• Things to do:
- 1) Check each statement against the passage on Haiti's national identification card. For each one, say yes or no and quote the words from the passage that decide it.
(a) The card stays valid for 10 years.
(b) The first cards were made in Haiti.
(c) The distribution offices closed on 21 January 2006.
- 2) Extend the passage on Haiti's national identification card by writing what comes right after its last sentence.

*** Selected passage Section Begins ***

The National Identification Office (Office national d'identification, ONI), responsible for issuing the card, has a database on the characteristics of the Haitian population, which enables it to manage the identification procedure for Haitians (ibid.). The first national identification cards were produced by a Mexican branch of the American company Digimarc (ibid.). As of 7 January 2008, Haitians could submit an application for a national identification card but could not actually obtain one because ONI was looking for a supplier that wanted to establish itself in Haiti (Canada 7 Jan. 2008). Over three million Haitians received their national identification cards before the distribution offices closed on 21 January 2006 (AlterPresse 17 Mar. 2006).
The national identification card is valid for 10 years and has a digitized photo, signature and fingerprints (Canada 7 Jan. 2008). The Provisional Electoral Council's website lists the information on the card and specifies that citizens must register at the registration office in the adminsitrative district (commune) where they live (Haiti n.d.). Like the procedure for obtaining the fiscal identity card, the procedures for obtaining this card require the applicant to submit an identity document or testimonies by two people attesting to the applicant's identity (Canada 7 Jan. 2008). For further information on the information contained on the national identification card and its issuance, see the attached 7 July 2005 government decree on the national identification card.
This Response was prepared after researching publicly accessible information currently available to the Research Directorate within time constraints. This Response is not, and does not purport to be, conclusive as to the merit of any particular claim for refugee protection. Please find below the list of additional sources consulted in researching this Information Request.

*** Selected passage Section Ends ***
*** The data Section Begins ***

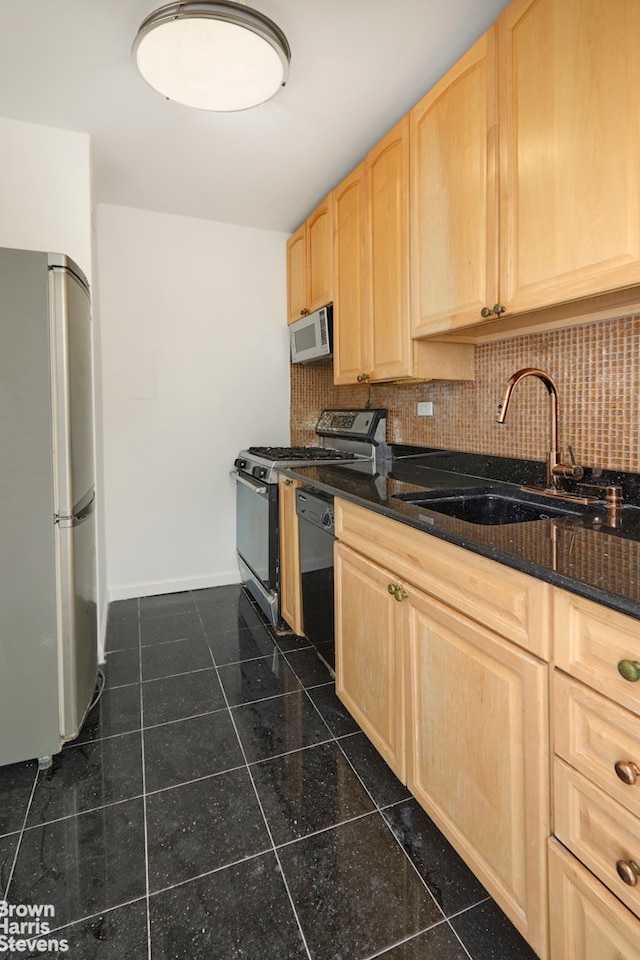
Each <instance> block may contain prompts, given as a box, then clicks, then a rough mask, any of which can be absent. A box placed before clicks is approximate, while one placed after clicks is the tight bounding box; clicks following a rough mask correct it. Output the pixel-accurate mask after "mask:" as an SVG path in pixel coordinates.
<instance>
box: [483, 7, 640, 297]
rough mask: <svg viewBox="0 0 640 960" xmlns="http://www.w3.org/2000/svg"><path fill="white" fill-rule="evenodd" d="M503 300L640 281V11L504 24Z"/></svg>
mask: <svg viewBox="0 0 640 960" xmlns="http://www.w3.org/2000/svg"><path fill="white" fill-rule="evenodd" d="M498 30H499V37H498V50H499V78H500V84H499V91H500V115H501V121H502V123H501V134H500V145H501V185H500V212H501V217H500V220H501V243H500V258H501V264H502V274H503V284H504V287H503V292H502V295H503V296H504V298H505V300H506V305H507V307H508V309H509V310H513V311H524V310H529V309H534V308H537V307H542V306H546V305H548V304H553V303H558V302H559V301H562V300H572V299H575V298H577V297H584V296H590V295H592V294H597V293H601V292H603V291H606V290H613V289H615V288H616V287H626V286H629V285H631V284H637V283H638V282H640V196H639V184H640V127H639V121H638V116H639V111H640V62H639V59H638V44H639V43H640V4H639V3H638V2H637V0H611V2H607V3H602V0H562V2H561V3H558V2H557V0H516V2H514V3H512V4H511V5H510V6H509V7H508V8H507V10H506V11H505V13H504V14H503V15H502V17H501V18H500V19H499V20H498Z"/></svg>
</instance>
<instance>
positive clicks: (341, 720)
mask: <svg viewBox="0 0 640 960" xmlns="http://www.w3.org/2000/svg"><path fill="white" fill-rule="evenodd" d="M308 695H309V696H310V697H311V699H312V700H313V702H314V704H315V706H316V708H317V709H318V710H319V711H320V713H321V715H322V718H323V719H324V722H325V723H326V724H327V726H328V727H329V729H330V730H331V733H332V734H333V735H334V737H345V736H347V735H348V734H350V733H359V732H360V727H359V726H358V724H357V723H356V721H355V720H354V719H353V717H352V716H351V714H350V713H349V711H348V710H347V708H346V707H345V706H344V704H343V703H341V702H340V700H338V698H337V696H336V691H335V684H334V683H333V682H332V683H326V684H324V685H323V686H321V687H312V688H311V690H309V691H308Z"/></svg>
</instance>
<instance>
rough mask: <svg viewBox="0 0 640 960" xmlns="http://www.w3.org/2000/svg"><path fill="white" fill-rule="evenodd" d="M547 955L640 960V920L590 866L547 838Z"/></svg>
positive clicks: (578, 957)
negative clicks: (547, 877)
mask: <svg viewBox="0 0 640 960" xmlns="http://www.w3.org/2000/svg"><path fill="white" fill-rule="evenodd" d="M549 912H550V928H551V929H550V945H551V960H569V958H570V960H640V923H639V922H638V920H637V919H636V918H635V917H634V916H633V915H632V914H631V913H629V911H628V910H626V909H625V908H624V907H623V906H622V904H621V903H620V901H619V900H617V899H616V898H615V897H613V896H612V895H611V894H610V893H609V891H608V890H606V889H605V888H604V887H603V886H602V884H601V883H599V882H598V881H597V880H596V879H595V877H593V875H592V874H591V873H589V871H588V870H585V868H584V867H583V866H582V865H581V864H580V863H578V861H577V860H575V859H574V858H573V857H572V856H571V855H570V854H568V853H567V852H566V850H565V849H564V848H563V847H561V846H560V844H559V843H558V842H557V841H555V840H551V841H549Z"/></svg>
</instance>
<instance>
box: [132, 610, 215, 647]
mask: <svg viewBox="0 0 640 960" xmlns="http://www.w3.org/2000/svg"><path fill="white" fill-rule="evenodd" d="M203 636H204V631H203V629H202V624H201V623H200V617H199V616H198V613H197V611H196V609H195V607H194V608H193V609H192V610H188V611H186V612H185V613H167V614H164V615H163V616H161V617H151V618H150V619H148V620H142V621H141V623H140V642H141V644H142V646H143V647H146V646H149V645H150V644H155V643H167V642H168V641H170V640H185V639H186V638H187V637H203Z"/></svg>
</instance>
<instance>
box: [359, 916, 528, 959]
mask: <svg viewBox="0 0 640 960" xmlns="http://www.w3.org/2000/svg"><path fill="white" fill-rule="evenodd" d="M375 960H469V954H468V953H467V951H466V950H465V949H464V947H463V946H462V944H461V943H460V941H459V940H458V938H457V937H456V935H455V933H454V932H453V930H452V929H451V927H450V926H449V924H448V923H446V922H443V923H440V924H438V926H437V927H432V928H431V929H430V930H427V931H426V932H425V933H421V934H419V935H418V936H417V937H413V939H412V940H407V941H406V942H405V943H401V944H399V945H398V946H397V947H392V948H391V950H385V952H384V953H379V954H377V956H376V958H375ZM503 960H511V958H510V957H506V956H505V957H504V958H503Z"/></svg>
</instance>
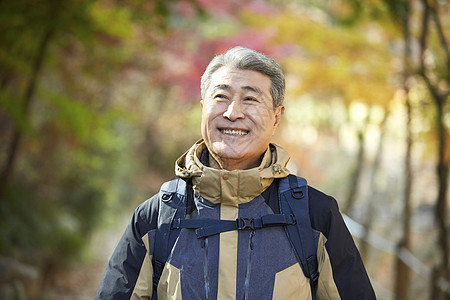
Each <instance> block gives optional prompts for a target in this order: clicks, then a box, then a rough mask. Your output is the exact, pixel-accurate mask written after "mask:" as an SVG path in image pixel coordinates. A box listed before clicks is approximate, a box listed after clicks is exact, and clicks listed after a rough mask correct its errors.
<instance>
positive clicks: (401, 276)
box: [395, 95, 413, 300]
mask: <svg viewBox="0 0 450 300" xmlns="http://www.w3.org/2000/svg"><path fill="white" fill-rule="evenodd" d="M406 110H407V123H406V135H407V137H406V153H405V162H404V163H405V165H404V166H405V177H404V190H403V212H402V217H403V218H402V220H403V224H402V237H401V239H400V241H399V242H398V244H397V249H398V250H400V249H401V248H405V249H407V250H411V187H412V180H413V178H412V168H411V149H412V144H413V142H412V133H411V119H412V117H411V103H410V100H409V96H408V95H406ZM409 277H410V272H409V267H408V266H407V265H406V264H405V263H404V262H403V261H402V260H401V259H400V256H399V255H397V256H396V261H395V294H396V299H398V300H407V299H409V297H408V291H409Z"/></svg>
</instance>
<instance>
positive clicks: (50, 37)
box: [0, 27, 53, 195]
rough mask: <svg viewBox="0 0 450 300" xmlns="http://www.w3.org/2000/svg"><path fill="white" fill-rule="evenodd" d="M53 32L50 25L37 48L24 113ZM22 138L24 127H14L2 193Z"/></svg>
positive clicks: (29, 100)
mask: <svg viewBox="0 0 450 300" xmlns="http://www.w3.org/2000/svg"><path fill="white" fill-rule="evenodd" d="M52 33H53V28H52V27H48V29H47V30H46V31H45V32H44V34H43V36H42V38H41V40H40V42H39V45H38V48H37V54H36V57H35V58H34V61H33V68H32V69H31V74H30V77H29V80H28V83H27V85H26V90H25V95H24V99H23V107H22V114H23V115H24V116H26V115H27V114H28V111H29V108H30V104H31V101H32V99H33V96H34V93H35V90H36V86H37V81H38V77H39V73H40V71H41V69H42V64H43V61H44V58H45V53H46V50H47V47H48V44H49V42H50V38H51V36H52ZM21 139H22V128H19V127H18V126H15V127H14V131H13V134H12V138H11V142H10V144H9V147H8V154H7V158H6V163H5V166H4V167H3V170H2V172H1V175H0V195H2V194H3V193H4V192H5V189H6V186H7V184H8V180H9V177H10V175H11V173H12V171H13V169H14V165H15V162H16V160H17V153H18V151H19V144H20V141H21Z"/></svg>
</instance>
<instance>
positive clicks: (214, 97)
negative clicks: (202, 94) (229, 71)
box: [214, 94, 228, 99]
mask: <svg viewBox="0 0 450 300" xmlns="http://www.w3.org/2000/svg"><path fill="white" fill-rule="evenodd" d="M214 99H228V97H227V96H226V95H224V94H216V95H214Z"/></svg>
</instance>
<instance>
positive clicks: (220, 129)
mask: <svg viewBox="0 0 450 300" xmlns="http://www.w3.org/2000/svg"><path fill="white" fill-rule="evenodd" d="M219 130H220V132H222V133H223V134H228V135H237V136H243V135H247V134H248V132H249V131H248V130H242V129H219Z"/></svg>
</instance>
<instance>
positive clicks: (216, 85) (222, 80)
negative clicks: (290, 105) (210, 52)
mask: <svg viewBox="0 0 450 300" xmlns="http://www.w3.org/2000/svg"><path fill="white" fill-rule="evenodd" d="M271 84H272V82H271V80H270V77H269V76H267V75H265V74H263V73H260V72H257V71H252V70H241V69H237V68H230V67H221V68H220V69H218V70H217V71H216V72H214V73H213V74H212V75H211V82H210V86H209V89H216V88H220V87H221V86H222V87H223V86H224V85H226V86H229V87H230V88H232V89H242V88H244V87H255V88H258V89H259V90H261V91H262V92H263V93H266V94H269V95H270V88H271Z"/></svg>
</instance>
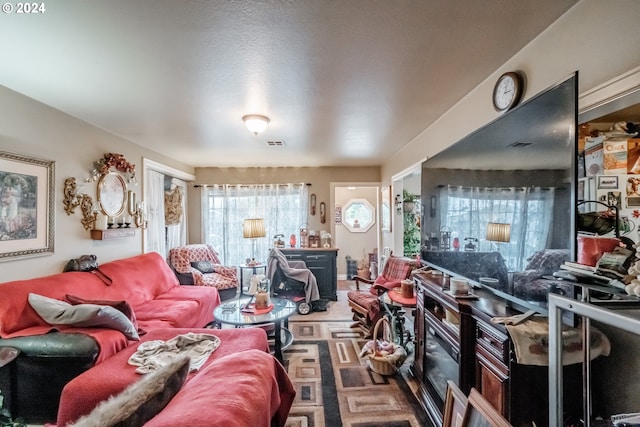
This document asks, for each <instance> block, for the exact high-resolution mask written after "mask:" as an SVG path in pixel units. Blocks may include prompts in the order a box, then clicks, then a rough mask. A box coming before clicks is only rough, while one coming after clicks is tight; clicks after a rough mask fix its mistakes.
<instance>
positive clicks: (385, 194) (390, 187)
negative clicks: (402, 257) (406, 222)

*** The data Section Ends ***

• Answers for the exercise:
- 1)
(a) Yes: "The national identification card is valid for 10 years"
(b) No: "The first national identification cards were produced by a Mexican branch of the American company Digimarc"
(c) Yes: "before the distribution offices closed on 21 January 2006"

- 2)
AlterPresse. 17 March 2007. "Haïti : Vers la reprise de la délivrance des cartes d'identification nationale (CIN)."
Canada. 7 January 2008. Embassy of Canada in Port-au-Prince, Haiti. Correspondence sent to the Research Directorate by a migration integrity officer.
Haïti. 23 January 2008. Embassy of the Republic of Haiti in Ottawa. Correspondence sent to the Research Directorate by a counsellor from the consular section.
_____. 20 December 2007. Embassy of the Republic of Haiti in Washington, DC. Telephone interview with an assistant head (assistante-responsable) in the consular section.
_____. 19 December 2007. Embassy of the Republic of Haiti in Washington, DC. Telephone interview with an assistant head (assistante-responsable) in the consular section.
_____. N.d. Conseil électoral provisoire. "Inscription des citoyens."
Le Nouvelliste. 17 March 2006. Gaspard Dorélien. "Nouvelles dispositions fiscales à la DGI."
Additional Sources Consulted
Internet sites, including: Embassy of the Republic of Haiti in Washington, DC, Factiva, Haïti-ministère de l'Économie et des Finances.
Haiti. 7 July 2005. "Décret relatif à la Carte d'identification nationale." Le Moniteur, No. 50, pp. 1-11.